■ **TO DO**
**A.** In the REIT performance review, which share class is used for Jones Lang LaSalle Income Property Trust?
**B.** Transcribe the REIT performance review between "In this Review, we" and "during the year.", inclusive.

+++ TEXT SEGMENT

Daily and Monthly NAV Nontraded REIT Performance Review for 2018

January 30, 2019

Daily and Monthly NAV Nontraded REIT Performance Review for 2018

January 28, 2019 | Maria Smorgonskaya and James Sprow | Blue Vault


This report summarizes the 2018 estimated returns to investors in those nontraded REITs that have daily or monthly NAVs announced, with pricing of their shares tied to those NAVs. Seven of these REITs have continuous public offerings with no set closing dates, but Black Creek Industrial REIT IV is an exception and plans to eventually have a full-cycle liquidity event. This group of REITs was joined by Blackstone Real Estate Income Trust in January 2017 and Hines Global Income Trust in January 2018. Other nontraded REITs with monthly or daily NAVs have limited operating history and are not included in this Review.1

In this Review, we calculate estimate simple rates of return to investors in the Class I shares of the daily and monthly NAV REITs for the year 2018, using the distributions paid and the changes in the NAVs of the Class I shares. (for Jones Lang LaSalle Income Property Trust we use Class M-I shares) The simple rates of return do not necessarily reflect the internal rate of return (“IRR”) experienced by investors based upon the initial pricing and ending NAVs of the shares and the distributions paid during the year.

As stated in the SEC filings by each of these REITs, the NAVs do not reflect a market price for the REIT shares since no public market exists for the shares. The NAVs are estimated based upon third-party valuations of the REIT portfolios, other assets, and liabilities, and they are used for pricing the REITs’ issuance of shares, its distribution reinvestment pricing, and share redemption pricing.

These REITs offer investors improved transparency regarding the estimated values of their equity investments, and increased liquidity via the REIT share redemption programs. Investor statement values can be updated more frequently than with the life-cycle REITs that update their NAVs annually. Regarding improved liquidity, the REIT prospectuses describe the quarterly and annual limitations for share redemptions, which typically allow up to 5% of the outstanding shares to be repurchased per quarter. If repurchase requests exceed this limit, the requests are filled on a pro-rata basis and rolled forward to the next quarter. Usually, the repurchase price will be the most recent NAV, unless shares have been held for less than one year, which can be repurchased at 95% of the most recent NAV.

++++++
+++ PROVIDED RECORDS

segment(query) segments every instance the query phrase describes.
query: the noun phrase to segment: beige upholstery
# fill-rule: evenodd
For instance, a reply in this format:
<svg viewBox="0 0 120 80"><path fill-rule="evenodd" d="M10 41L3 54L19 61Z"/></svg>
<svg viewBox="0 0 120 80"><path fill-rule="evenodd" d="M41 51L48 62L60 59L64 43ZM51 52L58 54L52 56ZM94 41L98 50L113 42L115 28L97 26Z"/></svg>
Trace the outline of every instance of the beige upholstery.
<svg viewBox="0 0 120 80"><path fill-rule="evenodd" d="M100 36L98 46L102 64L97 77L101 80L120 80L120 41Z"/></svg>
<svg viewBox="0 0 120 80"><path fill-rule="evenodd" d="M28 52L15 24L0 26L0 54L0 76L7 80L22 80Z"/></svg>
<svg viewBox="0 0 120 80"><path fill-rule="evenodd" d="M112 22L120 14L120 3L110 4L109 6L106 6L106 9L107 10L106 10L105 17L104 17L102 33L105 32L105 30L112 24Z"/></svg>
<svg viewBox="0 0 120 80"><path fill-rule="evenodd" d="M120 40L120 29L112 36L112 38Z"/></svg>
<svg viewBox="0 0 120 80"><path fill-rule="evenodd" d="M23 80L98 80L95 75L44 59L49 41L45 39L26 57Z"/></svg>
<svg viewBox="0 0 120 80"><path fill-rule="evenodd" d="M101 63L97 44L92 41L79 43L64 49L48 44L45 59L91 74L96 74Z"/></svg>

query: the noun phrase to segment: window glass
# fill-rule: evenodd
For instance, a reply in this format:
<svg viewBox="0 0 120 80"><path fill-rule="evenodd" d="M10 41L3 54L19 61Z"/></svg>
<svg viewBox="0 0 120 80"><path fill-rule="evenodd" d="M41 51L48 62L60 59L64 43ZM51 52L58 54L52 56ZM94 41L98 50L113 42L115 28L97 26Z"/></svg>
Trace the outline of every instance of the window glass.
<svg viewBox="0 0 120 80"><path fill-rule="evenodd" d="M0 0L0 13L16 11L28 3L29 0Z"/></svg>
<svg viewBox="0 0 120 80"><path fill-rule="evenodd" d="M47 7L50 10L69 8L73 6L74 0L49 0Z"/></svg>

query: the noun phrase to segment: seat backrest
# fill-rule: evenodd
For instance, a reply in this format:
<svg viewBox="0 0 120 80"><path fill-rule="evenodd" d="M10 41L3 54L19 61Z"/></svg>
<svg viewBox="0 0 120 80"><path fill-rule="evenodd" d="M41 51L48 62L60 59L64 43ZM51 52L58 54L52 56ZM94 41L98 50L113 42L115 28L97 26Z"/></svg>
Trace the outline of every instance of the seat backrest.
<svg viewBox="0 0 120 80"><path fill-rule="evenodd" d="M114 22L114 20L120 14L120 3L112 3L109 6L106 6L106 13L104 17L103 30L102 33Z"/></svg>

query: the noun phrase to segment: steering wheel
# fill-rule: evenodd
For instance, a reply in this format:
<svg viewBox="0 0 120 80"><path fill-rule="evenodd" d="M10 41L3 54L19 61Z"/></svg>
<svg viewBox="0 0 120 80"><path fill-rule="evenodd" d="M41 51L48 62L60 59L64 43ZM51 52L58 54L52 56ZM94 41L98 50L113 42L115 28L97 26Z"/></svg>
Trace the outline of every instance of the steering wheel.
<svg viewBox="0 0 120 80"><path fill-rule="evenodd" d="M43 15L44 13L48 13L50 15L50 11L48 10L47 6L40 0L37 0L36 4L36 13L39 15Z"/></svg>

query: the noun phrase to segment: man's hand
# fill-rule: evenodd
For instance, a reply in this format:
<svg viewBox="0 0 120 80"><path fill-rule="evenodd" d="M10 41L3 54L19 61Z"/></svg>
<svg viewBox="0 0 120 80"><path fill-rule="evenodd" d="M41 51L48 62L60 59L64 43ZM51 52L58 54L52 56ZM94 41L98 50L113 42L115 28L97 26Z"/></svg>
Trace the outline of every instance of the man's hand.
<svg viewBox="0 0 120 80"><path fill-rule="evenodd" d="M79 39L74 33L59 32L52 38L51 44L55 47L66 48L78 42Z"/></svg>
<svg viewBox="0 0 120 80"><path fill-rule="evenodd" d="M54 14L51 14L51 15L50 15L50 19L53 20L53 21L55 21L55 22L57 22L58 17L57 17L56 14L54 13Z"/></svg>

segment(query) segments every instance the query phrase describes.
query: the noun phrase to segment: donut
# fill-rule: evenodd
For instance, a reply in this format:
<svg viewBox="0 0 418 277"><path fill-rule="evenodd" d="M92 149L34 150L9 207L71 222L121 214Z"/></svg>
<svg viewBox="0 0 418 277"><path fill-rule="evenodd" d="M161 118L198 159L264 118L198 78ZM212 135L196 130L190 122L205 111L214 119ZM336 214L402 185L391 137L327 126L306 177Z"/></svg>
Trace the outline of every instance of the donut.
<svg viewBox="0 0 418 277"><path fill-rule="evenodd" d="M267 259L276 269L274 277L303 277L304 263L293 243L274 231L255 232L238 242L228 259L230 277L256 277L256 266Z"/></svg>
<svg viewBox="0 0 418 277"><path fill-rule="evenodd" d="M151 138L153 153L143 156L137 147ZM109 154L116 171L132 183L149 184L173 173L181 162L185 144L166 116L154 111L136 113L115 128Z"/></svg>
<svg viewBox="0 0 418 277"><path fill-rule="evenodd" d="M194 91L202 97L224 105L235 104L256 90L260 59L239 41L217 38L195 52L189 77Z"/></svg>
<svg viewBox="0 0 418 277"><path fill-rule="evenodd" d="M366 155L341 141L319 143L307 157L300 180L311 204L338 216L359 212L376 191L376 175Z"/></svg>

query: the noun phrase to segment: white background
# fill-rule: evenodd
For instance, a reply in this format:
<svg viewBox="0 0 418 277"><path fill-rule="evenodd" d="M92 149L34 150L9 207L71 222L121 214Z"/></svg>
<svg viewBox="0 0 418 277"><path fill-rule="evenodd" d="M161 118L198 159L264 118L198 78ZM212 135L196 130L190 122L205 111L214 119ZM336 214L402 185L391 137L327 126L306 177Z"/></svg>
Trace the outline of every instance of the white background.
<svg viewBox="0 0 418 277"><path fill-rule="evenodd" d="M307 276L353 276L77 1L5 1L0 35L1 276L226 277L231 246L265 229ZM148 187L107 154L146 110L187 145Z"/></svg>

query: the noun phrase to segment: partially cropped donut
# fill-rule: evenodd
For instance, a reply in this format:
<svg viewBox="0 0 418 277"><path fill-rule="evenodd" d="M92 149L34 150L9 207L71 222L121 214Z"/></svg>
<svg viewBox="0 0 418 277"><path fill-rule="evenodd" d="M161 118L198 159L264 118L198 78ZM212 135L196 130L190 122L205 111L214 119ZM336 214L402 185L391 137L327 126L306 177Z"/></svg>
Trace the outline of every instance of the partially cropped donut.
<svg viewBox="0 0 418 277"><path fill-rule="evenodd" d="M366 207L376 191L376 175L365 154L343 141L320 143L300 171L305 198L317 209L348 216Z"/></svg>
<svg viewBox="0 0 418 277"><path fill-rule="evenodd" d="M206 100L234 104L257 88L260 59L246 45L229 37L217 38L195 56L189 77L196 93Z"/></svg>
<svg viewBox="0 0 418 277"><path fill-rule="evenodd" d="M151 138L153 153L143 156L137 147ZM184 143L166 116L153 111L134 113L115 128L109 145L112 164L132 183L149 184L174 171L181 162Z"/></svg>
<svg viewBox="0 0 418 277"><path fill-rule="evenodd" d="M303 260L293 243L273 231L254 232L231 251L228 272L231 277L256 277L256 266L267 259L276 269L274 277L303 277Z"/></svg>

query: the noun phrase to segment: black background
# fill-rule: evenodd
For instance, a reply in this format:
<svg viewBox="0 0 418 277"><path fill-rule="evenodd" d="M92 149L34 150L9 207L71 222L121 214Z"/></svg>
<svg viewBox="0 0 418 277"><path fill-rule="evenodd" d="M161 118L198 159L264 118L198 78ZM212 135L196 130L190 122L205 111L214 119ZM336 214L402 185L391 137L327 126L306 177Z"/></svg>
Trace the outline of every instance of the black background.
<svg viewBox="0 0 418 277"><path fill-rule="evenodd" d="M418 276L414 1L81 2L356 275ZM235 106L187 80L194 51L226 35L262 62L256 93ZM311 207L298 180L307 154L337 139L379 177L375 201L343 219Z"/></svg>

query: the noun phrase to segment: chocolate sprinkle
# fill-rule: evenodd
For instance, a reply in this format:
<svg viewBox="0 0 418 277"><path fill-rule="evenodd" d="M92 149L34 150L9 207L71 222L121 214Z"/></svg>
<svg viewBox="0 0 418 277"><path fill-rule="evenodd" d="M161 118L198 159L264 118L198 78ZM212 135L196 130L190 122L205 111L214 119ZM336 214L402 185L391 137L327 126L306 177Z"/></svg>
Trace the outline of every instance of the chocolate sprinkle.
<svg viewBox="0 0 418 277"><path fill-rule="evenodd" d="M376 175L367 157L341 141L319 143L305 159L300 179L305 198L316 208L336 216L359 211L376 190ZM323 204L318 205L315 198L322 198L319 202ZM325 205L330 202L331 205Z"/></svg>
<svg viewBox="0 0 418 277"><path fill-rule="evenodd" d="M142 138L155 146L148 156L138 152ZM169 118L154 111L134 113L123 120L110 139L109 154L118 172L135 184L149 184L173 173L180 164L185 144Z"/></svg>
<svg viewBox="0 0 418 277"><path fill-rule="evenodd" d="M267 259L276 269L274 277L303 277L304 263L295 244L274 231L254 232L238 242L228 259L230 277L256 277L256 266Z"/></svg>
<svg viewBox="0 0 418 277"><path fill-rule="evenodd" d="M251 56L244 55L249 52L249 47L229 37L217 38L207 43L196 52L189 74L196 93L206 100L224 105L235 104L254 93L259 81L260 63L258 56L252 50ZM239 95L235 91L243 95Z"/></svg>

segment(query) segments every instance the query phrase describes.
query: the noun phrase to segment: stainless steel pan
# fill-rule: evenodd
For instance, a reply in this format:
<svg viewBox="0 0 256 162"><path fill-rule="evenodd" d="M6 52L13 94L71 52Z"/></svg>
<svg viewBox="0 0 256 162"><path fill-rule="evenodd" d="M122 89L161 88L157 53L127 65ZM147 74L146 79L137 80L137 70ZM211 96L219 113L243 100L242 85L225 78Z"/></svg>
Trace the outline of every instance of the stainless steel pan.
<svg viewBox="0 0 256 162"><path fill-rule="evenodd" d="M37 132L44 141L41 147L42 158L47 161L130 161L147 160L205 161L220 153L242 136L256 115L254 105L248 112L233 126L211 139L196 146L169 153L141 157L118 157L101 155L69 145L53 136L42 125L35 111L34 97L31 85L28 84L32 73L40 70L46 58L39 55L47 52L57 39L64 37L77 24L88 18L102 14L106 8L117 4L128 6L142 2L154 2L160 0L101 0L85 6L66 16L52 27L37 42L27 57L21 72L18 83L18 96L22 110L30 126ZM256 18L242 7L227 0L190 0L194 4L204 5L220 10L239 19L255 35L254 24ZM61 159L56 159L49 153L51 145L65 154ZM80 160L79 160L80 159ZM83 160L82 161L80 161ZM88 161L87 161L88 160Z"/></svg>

++++++

■ **PROBLEM SOLUTIONS**
**A.** Class M-I shares.

**B.**
In this Review, we calculate estimate simple rates of return to investors in the Class I shares of the daily and monthly NAV REITs for the year 2018, using the distributions paid and the changes in the NAVs of the Class I shares. (for Jones Lang LaSalle Income Property Trust we use Class M-I shares) The simple rates of return do not necessarily reflect the internal rate of return (“IRR”) experienced by investors based upon the initial pricing and ending NAVs of the shares and the distributions paid during the year.